* **ÉNONCÉ DE L'EXERCICE**
Pourriez-vous rendre toutes les lignes ci-dessous sous forme de liste JSON de chaînes, une chaîne par ligne, en omettant les lignes vides ?

··· DONNÉES ENREGISTRÉES ···

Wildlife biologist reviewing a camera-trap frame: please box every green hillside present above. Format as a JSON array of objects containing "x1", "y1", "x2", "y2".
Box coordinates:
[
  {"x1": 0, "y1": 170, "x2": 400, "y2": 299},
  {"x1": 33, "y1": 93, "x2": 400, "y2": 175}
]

···

* **RÉPONSE RÉDIGÉE**
[
  "Wildlife biologist reviewing a camera-trap frame: please box every green hillside present above. Format as a JSON array of objects containing \"x1\", \"y1\", \"x2\", \"y2\".",
  "Box coordinates:",
  "[",
  "  {\"x1\": 0, \"y1\": 170, \"x2\": 400, \"y2\": 299},",
  "  {\"x1\": 33, \"y1\": 93, \"x2\": 400, \"y2\": 175}",
  "]"
]